Wat wordt verwacht: Citeer alle onderstaande gegevens letterlijk, regel voor regel en in dezelfde volgorde.

Brongegevens:

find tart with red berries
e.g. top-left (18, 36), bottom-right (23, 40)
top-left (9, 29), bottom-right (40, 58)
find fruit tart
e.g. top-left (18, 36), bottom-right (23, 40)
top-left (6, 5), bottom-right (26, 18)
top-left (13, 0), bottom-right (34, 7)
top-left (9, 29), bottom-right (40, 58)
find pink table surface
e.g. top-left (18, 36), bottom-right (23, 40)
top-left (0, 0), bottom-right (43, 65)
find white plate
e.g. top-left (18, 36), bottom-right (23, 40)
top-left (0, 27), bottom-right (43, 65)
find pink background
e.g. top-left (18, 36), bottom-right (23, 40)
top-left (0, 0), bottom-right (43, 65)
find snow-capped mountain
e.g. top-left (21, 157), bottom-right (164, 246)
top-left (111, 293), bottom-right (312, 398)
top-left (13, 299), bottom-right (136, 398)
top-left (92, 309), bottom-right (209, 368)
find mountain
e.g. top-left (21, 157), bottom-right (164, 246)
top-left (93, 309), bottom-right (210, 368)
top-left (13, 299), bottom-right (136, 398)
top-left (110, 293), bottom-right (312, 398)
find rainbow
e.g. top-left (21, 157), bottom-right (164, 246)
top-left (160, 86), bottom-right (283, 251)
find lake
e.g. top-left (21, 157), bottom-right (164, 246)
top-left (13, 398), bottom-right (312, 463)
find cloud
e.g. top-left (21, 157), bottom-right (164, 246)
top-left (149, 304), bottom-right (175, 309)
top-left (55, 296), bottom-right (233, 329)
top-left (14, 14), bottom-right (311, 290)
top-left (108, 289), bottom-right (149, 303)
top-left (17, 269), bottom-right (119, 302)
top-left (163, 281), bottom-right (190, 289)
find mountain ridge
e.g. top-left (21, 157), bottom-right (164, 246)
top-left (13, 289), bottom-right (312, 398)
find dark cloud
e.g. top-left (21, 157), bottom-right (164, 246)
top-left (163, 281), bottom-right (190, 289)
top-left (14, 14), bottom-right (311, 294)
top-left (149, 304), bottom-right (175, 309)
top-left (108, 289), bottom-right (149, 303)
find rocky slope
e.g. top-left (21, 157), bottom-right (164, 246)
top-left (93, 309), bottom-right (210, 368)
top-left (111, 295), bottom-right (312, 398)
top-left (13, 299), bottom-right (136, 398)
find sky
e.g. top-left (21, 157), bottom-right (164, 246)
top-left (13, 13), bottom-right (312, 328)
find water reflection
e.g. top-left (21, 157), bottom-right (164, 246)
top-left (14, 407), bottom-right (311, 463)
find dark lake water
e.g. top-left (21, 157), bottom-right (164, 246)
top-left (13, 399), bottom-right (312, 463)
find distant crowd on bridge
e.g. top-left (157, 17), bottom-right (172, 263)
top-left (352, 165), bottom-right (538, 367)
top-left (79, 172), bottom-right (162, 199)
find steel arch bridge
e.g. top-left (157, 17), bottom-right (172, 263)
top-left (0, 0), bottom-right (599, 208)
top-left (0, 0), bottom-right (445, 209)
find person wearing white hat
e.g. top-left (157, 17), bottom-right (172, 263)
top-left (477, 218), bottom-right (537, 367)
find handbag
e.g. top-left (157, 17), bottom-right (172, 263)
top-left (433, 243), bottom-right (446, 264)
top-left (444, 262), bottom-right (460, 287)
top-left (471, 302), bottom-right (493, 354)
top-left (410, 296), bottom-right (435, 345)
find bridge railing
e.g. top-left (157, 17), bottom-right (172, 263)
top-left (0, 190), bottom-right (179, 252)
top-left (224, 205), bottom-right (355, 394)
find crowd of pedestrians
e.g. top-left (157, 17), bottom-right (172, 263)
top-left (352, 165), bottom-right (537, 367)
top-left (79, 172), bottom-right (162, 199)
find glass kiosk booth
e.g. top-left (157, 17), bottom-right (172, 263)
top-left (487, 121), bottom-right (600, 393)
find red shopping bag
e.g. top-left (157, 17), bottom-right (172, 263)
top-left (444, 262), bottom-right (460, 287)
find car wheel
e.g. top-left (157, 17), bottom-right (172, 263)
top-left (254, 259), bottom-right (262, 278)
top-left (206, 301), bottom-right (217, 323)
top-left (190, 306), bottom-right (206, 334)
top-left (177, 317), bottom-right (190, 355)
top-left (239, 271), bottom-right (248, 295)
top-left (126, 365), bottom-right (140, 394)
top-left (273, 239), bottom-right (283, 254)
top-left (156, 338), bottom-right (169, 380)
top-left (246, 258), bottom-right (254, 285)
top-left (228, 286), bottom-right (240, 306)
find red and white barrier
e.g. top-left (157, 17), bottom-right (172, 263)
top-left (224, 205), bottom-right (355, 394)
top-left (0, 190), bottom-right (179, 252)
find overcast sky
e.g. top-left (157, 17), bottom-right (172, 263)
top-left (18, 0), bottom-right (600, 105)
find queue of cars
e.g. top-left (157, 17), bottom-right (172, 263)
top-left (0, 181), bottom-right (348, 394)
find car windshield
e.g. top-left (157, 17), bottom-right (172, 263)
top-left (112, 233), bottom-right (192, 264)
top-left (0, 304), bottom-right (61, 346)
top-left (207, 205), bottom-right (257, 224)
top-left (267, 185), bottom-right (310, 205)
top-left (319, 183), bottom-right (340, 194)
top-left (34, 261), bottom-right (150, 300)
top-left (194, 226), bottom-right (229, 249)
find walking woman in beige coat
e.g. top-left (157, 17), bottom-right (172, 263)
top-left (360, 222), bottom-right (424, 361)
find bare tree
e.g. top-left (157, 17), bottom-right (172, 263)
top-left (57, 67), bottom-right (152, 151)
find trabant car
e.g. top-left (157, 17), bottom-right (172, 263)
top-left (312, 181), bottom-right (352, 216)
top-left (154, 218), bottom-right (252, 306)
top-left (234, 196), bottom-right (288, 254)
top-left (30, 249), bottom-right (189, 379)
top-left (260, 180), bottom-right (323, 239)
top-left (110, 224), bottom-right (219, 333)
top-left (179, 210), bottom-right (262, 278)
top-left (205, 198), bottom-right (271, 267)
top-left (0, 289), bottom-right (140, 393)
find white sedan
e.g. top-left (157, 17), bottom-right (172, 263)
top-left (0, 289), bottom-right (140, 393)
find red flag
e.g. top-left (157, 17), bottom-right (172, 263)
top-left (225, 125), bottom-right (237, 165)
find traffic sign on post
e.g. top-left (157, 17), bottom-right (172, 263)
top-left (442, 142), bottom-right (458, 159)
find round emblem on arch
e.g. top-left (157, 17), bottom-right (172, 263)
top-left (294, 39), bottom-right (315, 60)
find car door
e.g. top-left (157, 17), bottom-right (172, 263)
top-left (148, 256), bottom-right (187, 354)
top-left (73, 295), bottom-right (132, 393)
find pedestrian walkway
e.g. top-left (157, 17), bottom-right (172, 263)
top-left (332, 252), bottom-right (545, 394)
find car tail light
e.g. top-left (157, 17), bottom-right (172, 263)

Uitvoer van taak:
find tart with red berries
e.g. top-left (18, 36), bottom-right (23, 40)
top-left (9, 29), bottom-right (40, 58)
find fruit tart
e.g. top-left (18, 36), bottom-right (23, 40)
top-left (6, 5), bottom-right (26, 18)
top-left (13, 0), bottom-right (34, 7)
top-left (9, 29), bottom-right (40, 58)
find pink table surface
e.g. top-left (18, 36), bottom-right (23, 40)
top-left (0, 0), bottom-right (43, 65)
find white plate
e.g. top-left (18, 36), bottom-right (23, 40)
top-left (0, 27), bottom-right (43, 65)
find pink background
e.g. top-left (18, 36), bottom-right (23, 40)
top-left (0, 0), bottom-right (43, 65)
find snow-capped mountain
e.g. top-left (21, 157), bottom-right (164, 246)
top-left (111, 293), bottom-right (312, 398)
top-left (13, 299), bottom-right (136, 398)
top-left (92, 309), bottom-right (209, 368)
find mountain
e.g. top-left (21, 157), bottom-right (164, 246)
top-left (93, 309), bottom-right (210, 368)
top-left (13, 299), bottom-right (136, 398)
top-left (110, 293), bottom-right (312, 398)
find rainbow
e.g. top-left (21, 157), bottom-right (164, 246)
top-left (160, 86), bottom-right (283, 251)
find lake
e.g. top-left (21, 157), bottom-right (164, 246)
top-left (13, 398), bottom-right (312, 463)
find cloud
e.g. top-left (21, 157), bottom-right (164, 246)
top-left (149, 304), bottom-right (175, 309)
top-left (55, 296), bottom-right (233, 329)
top-left (14, 14), bottom-right (311, 290)
top-left (108, 289), bottom-right (149, 303)
top-left (17, 269), bottom-right (119, 302)
top-left (163, 281), bottom-right (190, 289)
find mountain ridge
e.g. top-left (21, 157), bottom-right (164, 246)
top-left (13, 289), bottom-right (312, 398)
find dark cloud
e.g. top-left (21, 157), bottom-right (164, 246)
top-left (163, 281), bottom-right (190, 289)
top-left (14, 14), bottom-right (311, 294)
top-left (149, 304), bottom-right (175, 309)
top-left (108, 289), bottom-right (149, 303)
find rocky slope
e.g. top-left (21, 157), bottom-right (164, 246)
top-left (93, 309), bottom-right (210, 368)
top-left (111, 295), bottom-right (312, 398)
top-left (13, 299), bottom-right (136, 398)
find sky
e.g. top-left (21, 157), bottom-right (164, 246)
top-left (13, 13), bottom-right (312, 328)
find water reflection
e.g. top-left (21, 157), bottom-right (164, 246)
top-left (14, 407), bottom-right (311, 463)
find dark lake water
e.g. top-left (21, 157), bottom-right (164, 246)
top-left (13, 399), bottom-right (312, 463)
find distant crowd on bridge
e.g. top-left (157, 17), bottom-right (172, 263)
top-left (352, 165), bottom-right (538, 367)
top-left (79, 172), bottom-right (162, 199)
find steel arch bridge
e.g. top-left (157, 17), bottom-right (172, 263)
top-left (0, 0), bottom-right (599, 208)
top-left (0, 0), bottom-right (445, 209)
find person wearing white hat
e.g. top-left (157, 17), bottom-right (172, 263)
top-left (477, 218), bottom-right (537, 367)
find handbag
e.g. top-left (157, 17), bottom-right (172, 263)
top-left (433, 243), bottom-right (446, 264)
top-left (444, 262), bottom-right (460, 287)
top-left (471, 302), bottom-right (493, 354)
top-left (410, 296), bottom-right (435, 345)
find bridge railing
e.g. top-left (157, 17), bottom-right (172, 263)
top-left (0, 190), bottom-right (179, 252)
top-left (224, 205), bottom-right (355, 394)
find crowd of pedestrians
e.g. top-left (157, 17), bottom-right (172, 263)
top-left (352, 165), bottom-right (537, 367)
top-left (79, 172), bottom-right (162, 199)
find glass kiosk booth
e.g. top-left (157, 17), bottom-right (172, 263)
top-left (487, 121), bottom-right (600, 393)
find red shopping bag
e.g. top-left (157, 17), bottom-right (172, 263)
top-left (444, 262), bottom-right (460, 287)
find car wheel
e.g. top-left (157, 17), bottom-right (172, 263)
top-left (254, 259), bottom-right (262, 278)
top-left (206, 301), bottom-right (217, 323)
top-left (190, 306), bottom-right (206, 334)
top-left (177, 317), bottom-right (190, 355)
top-left (239, 271), bottom-right (248, 295)
top-left (126, 365), bottom-right (140, 394)
top-left (273, 239), bottom-right (283, 254)
top-left (156, 338), bottom-right (169, 380)
top-left (246, 258), bottom-right (254, 285)
top-left (228, 286), bottom-right (240, 306)
find red and white barrier
e.g. top-left (157, 17), bottom-right (172, 263)
top-left (224, 205), bottom-right (355, 394)
top-left (0, 190), bottom-right (179, 252)
find overcast sky
e.g. top-left (157, 17), bottom-right (172, 263)
top-left (18, 0), bottom-right (600, 105)
find queue of cars
e.g. top-left (157, 17), bottom-right (172, 263)
top-left (0, 181), bottom-right (348, 394)
find car windshield
e.g. top-left (157, 17), bottom-right (172, 263)
top-left (112, 233), bottom-right (192, 264)
top-left (0, 304), bottom-right (61, 346)
top-left (207, 205), bottom-right (257, 224)
top-left (267, 185), bottom-right (310, 205)
top-left (319, 183), bottom-right (340, 194)
top-left (34, 261), bottom-right (150, 300)
top-left (194, 226), bottom-right (229, 249)
find walking woman in beige coat
e.g. top-left (157, 17), bottom-right (172, 263)
top-left (360, 222), bottom-right (424, 361)
find bare tree
e.g. top-left (157, 17), bottom-right (172, 263)
top-left (57, 67), bottom-right (152, 151)
find trabant car
e.g. top-left (157, 17), bottom-right (172, 263)
top-left (312, 181), bottom-right (352, 216)
top-left (154, 218), bottom-right (252, 306)
top-left (234, 196), bottom-right (288, 254)
top-left (30, 249), bottom-right (189, 379)
top-left (260, 180), bottom-right (323, 239)
top-left (110, 224), bottom-right (219, 333)
top-left (179, 210), bottom-right (262, 278)
top-left (205, 198), bottom-right (271, 267)
top-left (0, 289), bottom-right (140, 393)
find white sedan
e.g. top-left (157, 17), bottom-right (172, 263)
top-left (0, 289), bottom-right (140, 393)
find red flag
e.g. top-left (157, 17), bottom-right (172, 263)
top-left (225, 125), bottom-right (237, 165)
find traffic sign on post
e.g. top-left (157, 17), bottom-right (172, 263)
top-left (442, 142), bottom-right (458, 159)
find round emblem on arch
e.g. top-left (157, 17), bottom-right (172, 263)
top-left (294, 39), bottom-right (315, 60)
find car door
e.g. top-left (157, 17), bottom-right (172, 263)
top-left (148, 256), bottom-right (187, 354)
top-left (73, 295), bottom-right (132, 393)
find pedestrian walkway
e.g. top-left (157, 17), bottom-right (172, 263)
top-left (332, 252), bottom-right (545, 394)
find car tail light
e.g. top-left (157, 17), bottom-right (172, 263)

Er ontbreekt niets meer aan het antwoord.